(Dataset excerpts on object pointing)
:::
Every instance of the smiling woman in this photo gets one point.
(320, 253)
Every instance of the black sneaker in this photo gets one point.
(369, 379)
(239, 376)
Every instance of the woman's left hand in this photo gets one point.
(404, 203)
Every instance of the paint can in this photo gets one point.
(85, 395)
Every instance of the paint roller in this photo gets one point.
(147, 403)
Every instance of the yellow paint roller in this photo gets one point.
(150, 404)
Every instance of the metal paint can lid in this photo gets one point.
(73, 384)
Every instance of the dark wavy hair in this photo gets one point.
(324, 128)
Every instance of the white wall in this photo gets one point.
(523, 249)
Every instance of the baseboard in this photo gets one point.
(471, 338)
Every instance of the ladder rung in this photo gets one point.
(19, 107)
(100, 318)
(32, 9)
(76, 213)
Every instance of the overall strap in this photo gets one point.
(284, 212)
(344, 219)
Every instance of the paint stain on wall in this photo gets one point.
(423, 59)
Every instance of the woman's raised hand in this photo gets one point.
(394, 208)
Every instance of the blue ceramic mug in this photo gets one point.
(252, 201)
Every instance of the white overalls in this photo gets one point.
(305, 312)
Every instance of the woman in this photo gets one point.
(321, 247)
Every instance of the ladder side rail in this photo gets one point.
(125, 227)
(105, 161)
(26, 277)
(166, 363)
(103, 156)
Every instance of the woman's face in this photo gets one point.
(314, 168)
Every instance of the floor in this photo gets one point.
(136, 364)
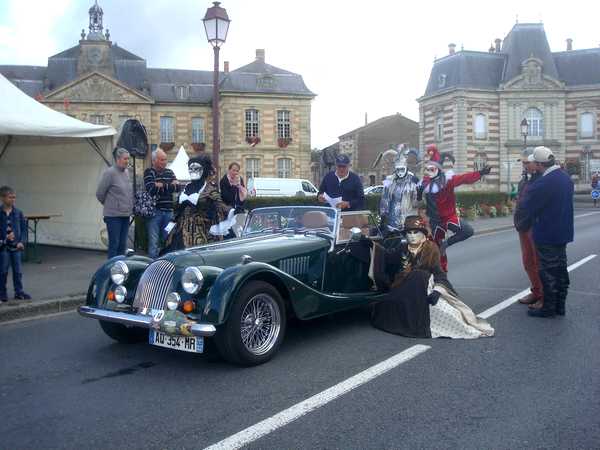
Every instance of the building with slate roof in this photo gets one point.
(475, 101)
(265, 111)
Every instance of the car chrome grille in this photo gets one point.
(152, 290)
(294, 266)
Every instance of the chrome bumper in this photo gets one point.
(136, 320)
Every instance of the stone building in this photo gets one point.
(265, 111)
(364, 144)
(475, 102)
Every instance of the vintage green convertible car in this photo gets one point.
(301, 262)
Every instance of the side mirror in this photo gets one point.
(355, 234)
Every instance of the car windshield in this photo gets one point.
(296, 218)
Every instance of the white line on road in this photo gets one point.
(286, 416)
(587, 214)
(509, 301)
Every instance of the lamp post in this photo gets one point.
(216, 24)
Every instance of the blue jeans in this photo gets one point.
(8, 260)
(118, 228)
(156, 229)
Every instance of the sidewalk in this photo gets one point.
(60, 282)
:::
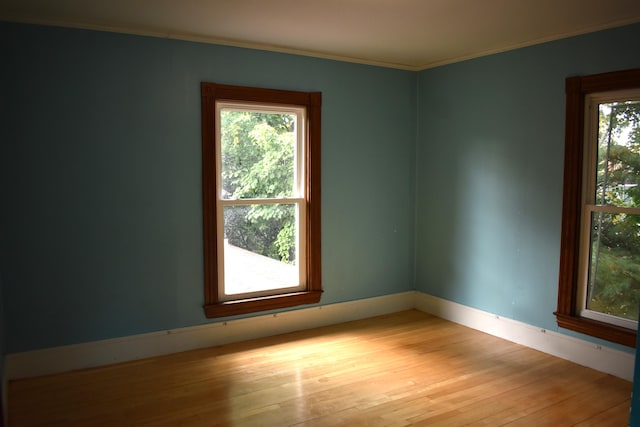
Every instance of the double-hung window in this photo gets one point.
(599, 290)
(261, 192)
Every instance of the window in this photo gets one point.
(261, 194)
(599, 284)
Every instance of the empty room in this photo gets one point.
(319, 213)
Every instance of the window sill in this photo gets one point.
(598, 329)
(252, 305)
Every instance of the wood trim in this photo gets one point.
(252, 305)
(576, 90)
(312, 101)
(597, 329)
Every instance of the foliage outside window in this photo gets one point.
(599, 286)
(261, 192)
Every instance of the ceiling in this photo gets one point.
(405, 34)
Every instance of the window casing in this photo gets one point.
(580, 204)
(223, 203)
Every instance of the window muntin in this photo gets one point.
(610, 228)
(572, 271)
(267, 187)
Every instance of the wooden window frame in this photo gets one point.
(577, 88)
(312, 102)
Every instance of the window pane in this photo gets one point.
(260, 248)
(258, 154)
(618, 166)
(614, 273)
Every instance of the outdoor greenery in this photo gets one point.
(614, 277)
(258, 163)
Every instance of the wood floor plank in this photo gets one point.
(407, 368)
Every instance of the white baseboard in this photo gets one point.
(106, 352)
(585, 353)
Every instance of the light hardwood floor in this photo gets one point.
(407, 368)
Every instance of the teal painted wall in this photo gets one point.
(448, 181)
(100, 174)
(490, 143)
:::
Task to carry out: Find each line above that contains the word "building" and copy those lines.

Response to the exercise:
Every instance of the building with slate roof in this photo gets one point.
Every instance of the stone building in this photo gets one point.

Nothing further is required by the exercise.